Exercise requirements: Render everything in the listing below, from the line containing "[locate] dog's snout" down to the end of the listing, as a Markdown table with two columns, Row and Text. Give each line its own numbered row, and leave out blank lines.

Task input:
□ □ □ □ □ □ □

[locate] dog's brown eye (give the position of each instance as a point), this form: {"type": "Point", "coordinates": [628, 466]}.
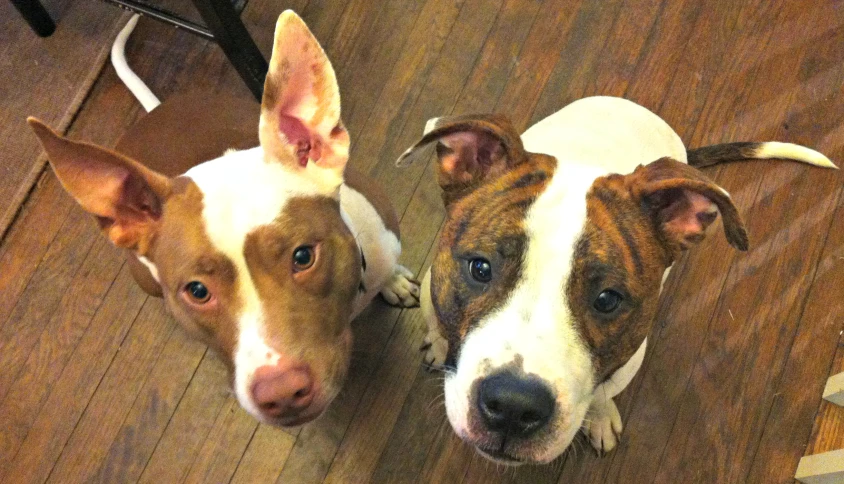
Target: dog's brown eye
{"type": "Point", "coordinates": [198, 292]}
{"type": "Point", "coordinates": [608, 301]}
{"type": "Point", "coordinates": [303, 258]}
{"type": "Point", "coordinates": [480, 269]}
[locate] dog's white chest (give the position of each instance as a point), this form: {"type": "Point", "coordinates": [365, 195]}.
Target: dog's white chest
{"type": "Point", "coordinates": [612, 133]}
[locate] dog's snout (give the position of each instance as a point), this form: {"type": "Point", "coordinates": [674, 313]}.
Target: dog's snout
{"type": "Point", "coordinates": [280, 391]}
{"type": "Point", "coordinates": [514, 405]}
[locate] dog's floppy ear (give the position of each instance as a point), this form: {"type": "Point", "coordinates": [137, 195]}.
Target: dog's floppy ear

□ □ □ □ □ □ □

The output:
| Row | Text |
|---|---|
| 1 | [locate] dog's snout (give the position of each instance as a point), this form: {"type": "Point", "coordinates": [674, 313]}. |
| 2 | Target: dog's snout |
| 3 | {"type": "Point", "coordinates": [280, 391]} |
| 4 | {"type": "Point", "coordinates": [514, 405]} |
| 5 | [locate] dog's floppy ear (give the position of each instance as a point), this form: {"type": "Point", "coordinates": [137, 195]}. |
| 6 | Target: dog's floppy ear |